## Reading text
Prepare the EDM (Enhanced) Fingerprint File

Last updated
Save as PDF

Fingerprint files are created automatically when you train the data source file using the DLP Integrator, which includes the EDMTrain tool. As a prerequisite for exact data matching, the data source file must be trained using the EDMTrain tool to generate the .props file and .dis file.

We recommend not using common values in a data source file. The values must be unique to get the best results while using EDM. Analyze the data that you want to protect (match) and make sure it is a meaningful match value. All values in the data source file are normalized and hashed in the fingerprint file, regardless of the definition you use in classifications.

NOTE: The delimiter or separator between the columns must be a character that doesn't occur in data, so we recommend using the .tsv file format over .csv file format.

Install the DLP Integrator

The DLP Integrator, which includes the EDMTrain tool, is supported on both Windows and Linux platforms.

For more information, see:

Generate the metadata (.props) and fingerprint (.dis) files using the EDMTrain tool

The data source file must be trained to generate the .props and .dis file format for exact data matching and scanning the user records. The .props file contains information, such as number of columns detected, column headers, fingerprint details, file size, database name, and checksum of the .dis file. The .dis file contains fingerprinted details of the user records in the normalized and hashed format.

## Data records
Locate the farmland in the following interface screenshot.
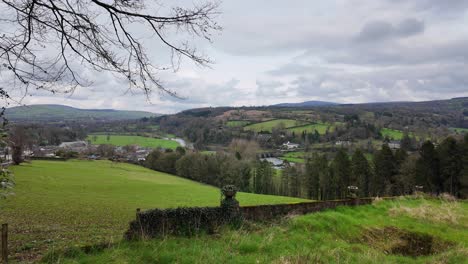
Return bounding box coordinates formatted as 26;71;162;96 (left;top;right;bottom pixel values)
380;128;403;140
87;135;179;149
0;160;304;260
288;123;335;135
46;198;468;263
226;120;250;127
244;119;305;132
282;151;306;163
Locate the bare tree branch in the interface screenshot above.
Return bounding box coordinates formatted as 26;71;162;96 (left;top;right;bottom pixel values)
0;0;221;105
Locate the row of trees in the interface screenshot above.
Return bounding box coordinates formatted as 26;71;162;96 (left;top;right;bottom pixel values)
279;135;468;200
146;135;468;200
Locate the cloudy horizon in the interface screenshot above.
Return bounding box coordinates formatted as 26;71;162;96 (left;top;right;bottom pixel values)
3;0;468;113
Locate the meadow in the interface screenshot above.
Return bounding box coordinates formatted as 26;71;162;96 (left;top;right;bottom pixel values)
380;128;404;140
226;120;250;127
0;160;305;261
281;151;306;163
45;198;468;263
86;134;179;149
288;123;335;135
244;119;305;132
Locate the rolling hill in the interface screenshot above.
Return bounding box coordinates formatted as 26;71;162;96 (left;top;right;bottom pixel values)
272;101;337;107
0;160;306;263
5;104;158;122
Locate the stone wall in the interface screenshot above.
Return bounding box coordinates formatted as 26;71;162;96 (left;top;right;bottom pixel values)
125;198;373;239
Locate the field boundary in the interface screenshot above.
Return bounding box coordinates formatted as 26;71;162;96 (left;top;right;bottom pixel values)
125;198;378;239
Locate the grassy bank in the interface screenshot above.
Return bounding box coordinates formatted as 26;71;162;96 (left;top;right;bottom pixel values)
86;135;179;149
0;160;303;260
46;199;468;263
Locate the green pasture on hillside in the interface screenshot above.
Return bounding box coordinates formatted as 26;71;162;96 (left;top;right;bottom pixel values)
226;120;250;127
288;123;335;135
380;128;403;140
45;198;468;264
86;135;179;149
450;127;468;134
281;151;306;163
0;160;304;260
244;119;305;132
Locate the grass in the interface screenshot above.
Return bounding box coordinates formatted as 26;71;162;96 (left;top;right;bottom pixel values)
86;135;180;149
0;160;304;261
47;198;468;263
288;123;335;135
450;127;468;134
244;119;304;132
380;128;403;140
226;120;250;127
281;151;305;163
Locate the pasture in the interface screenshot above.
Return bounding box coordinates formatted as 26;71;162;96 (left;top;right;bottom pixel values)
86;135;179;149
244;119;306;132
281;151;306;163
0;160;304;261
45;198;468;263
226;120;250;127
380;128;403;140
288;123;335;135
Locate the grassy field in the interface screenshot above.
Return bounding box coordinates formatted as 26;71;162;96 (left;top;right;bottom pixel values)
46;198;468;264
244;119;304;132
226;120;250;127
86;135;179;149
380;128;403;140
281;151;306;163
288;123;335;135
450;127;468;134
0;160;304;261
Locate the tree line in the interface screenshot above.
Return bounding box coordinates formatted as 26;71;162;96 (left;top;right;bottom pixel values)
145;135;468;200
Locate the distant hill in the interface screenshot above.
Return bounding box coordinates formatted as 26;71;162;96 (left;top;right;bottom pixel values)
5;104;159;122
272;101;337;107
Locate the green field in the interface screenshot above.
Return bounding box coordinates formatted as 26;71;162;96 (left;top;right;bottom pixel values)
86;135;179;149
288;123;335;135
226;120;250;127
380;128;403;140
0;160;304;258
281;151;306;163
46;198;468;264
244;119;305;132
450;127;468;134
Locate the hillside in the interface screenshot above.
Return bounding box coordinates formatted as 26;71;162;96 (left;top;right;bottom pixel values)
0;161;310;262
272;101;337;107
5;104;158;122
45;198;468;263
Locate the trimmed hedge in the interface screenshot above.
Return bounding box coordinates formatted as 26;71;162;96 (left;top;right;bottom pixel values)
125;198;373;240
125;207;240;240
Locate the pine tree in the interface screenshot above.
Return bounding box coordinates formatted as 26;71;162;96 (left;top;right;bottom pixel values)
437;137;463;196
460;133;468;199
415;140;443;193
350;149;372;197
305;153;320;199
372;144;397;195
331;149;351;198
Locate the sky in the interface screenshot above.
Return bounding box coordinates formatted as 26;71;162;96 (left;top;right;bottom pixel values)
2;0;468;113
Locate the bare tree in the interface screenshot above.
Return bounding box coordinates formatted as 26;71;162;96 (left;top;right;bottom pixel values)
0;0;221;106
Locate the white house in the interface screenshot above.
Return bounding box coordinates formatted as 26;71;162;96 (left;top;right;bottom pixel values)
283;141;299;149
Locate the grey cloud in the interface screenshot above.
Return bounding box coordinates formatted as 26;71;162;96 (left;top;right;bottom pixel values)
356;19;424;41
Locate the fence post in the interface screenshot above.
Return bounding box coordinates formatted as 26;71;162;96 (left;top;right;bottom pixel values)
2;224;8;264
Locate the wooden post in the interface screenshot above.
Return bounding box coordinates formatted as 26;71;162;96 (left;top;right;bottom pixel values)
2;224;8;264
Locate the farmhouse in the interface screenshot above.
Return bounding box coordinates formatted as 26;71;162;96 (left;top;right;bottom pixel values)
388;140;401;149
283;141;299;150
59;141;88;152
335;140;351;147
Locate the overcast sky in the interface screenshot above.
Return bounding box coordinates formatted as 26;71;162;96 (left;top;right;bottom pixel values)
5;0;468;113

## Tasks to carry out
A - From the page on EDM fingerprint files, extract everything from "We recommend not" down to "over .csv file format.".
B - According to the page on EDM fingerprint files, what does the .dis file contain?

## Solutions below
A -
We recommend not using common values in a data source file. The values must be unique to get the best results while using EDM. Analyze the data that you want to protect (match) and make sure it is a meaningful match value. All values in the data source file are normalized and hashed in the fingerprint file, regardless of the definition you use in classifications.

NOTE: The delimiter or separator between the columns must be a character that doesn't occur in data, so we recommend using the .tsv file format over .csv file format.

B - Fingerprinted details of the user records in the normalized and hashed format.